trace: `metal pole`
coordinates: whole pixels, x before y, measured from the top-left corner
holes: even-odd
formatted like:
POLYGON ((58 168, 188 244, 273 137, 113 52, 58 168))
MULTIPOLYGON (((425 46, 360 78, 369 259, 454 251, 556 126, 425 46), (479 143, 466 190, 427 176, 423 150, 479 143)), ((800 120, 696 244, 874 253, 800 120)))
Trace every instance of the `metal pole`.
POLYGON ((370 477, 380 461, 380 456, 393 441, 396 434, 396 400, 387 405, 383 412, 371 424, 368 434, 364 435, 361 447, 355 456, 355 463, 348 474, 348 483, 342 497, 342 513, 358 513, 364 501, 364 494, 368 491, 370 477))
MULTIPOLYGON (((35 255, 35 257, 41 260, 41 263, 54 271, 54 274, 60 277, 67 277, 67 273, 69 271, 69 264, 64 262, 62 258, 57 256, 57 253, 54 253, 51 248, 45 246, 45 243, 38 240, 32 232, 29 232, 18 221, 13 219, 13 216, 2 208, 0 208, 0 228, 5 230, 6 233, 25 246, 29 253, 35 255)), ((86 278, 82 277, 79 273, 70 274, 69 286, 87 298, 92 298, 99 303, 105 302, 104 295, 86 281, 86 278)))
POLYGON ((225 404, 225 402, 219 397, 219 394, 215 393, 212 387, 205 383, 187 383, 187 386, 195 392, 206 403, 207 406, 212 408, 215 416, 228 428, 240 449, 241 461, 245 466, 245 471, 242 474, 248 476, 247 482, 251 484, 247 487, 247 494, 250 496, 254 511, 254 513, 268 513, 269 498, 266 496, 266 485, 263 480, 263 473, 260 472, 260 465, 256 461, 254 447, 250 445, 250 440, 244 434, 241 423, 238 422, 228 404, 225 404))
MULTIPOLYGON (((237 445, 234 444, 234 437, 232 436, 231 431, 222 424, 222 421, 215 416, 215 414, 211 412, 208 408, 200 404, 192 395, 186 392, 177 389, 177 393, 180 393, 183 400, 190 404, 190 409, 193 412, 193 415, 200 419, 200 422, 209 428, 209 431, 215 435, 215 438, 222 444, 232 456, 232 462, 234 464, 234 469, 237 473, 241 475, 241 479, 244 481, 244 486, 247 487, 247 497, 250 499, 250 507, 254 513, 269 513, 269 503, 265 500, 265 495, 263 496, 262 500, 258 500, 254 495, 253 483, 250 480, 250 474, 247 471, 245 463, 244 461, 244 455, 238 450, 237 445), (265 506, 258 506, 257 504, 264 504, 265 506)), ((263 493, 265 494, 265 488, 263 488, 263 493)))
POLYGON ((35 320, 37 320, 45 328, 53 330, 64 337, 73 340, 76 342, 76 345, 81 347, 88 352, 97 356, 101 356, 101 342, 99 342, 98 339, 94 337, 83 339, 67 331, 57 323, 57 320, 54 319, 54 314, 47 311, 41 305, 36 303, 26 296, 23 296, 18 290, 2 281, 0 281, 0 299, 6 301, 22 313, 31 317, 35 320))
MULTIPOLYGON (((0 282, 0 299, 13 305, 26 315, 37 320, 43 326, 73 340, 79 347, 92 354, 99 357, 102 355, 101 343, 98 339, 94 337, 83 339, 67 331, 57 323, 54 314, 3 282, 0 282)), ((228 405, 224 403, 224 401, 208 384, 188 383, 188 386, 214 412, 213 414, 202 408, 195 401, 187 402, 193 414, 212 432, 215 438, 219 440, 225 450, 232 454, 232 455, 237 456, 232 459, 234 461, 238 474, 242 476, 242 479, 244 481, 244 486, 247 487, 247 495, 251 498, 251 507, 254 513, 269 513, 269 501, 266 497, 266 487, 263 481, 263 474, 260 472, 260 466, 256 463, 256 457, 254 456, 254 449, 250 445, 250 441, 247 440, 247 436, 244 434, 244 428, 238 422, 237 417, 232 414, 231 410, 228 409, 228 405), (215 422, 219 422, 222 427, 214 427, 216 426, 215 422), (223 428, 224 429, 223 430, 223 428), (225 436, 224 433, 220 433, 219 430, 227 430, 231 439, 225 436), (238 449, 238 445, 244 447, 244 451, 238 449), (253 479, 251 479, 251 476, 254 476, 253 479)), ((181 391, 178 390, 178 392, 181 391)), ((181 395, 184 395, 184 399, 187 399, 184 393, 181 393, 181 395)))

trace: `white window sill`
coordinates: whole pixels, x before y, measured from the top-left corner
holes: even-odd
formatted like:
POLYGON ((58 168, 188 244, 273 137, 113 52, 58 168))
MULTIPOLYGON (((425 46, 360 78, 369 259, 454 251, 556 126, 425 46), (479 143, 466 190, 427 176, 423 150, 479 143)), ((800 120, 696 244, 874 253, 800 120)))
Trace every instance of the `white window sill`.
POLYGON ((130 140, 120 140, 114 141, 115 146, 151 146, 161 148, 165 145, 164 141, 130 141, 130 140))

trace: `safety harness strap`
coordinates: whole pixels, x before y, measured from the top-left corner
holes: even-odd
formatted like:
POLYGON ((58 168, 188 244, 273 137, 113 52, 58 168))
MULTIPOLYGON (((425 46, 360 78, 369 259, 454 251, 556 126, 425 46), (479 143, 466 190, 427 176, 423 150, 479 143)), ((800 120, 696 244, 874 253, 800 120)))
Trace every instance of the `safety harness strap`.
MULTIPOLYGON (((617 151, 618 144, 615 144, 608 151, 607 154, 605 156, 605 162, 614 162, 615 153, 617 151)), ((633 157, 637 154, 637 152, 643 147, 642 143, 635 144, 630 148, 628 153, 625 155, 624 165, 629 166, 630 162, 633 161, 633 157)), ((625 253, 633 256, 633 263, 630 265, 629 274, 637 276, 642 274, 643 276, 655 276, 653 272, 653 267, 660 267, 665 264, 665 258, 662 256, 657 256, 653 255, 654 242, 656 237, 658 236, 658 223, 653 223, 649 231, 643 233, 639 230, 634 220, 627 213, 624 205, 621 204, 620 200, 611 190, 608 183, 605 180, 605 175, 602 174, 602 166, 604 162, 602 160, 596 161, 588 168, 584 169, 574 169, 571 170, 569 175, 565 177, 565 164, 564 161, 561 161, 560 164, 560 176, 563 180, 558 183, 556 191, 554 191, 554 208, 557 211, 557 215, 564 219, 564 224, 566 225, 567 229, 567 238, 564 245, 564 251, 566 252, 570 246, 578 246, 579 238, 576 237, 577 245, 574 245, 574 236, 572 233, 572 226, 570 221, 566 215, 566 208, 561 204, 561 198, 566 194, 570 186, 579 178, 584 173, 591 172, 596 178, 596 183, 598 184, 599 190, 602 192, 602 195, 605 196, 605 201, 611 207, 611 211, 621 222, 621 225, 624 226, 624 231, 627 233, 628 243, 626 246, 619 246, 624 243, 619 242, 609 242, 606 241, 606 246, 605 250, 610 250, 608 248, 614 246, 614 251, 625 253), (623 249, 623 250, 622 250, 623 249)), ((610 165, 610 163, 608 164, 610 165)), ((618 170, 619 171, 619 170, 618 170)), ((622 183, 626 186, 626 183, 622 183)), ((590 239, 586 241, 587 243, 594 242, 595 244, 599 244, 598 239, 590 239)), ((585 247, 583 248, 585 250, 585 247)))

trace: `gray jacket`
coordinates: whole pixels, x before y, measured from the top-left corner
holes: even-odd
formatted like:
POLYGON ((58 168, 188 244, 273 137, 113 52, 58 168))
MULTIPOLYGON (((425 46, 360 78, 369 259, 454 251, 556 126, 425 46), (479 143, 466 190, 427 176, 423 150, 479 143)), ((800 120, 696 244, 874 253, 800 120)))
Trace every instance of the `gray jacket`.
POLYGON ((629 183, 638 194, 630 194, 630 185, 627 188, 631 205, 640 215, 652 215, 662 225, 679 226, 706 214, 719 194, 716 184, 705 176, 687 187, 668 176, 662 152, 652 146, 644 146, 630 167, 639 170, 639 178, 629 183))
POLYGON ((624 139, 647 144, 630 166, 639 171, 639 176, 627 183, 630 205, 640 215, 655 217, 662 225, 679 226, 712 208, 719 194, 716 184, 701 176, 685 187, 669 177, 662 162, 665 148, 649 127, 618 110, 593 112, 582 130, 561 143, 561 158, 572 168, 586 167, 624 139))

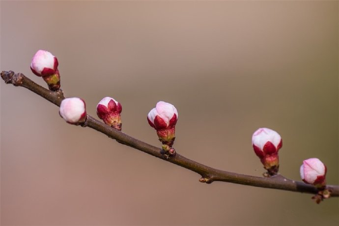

────

**INSTRUCTIONS TO FOLLOW**
Quote the data word for word, from its first line through the line that contains "MULTIPOLYGON (((35 255, 35", including both ends.

**RESULT FOR THIS EXERCISE**
trace: `metal pole`
coordinates: whole pixels, x before y, measured from the top-left corner
holes: even-odd
formatted like:
POLYGON ((58 168, 188 244, 273 137, 113 52, 58 168))
MULTIPOLYGON (((425 46, 360 78, 369 259, 454 251, 556 126, 425 46), (479 143, 466 190, 427 176, 423 150, 479 143)), ((800 120, 696 244, 874 253, 800 120)))
Trace every instance of the `metal pole`.
POLYGON ((370 477, 380 461, 380 456, 393 441, 396 434, 396 400, 387 405, 383 412, 371 424, 368 434, 364 435, 361 447, 355 456, 355 463, 348 474, 348 483, 342 497, 342 513, 358 513, 364 501, 364 494, 368 491, 370 477))
MULTIPOLYGON (((35 255, 35 257, 41 260, 41 263, 54 271, 54 274, 60 277, 67 277, 67 273, 69 271, 69 264, 64 262, 62 258, 57 256, 57 253, 54 253, 51 248, 45 246, 45 243, 38 240, 32 232, 29 232, 18 221, 13 219, 13 216, 2 208, 0 208, 0 228, 5 230, 6 233, 25 246, 29 253, 35 255)), ((86 278, 82 277, 79 273, 70 274, 69 286, 87 298, 92 298, 99 303, 105 302, 104 295, 86 281, 86 278)))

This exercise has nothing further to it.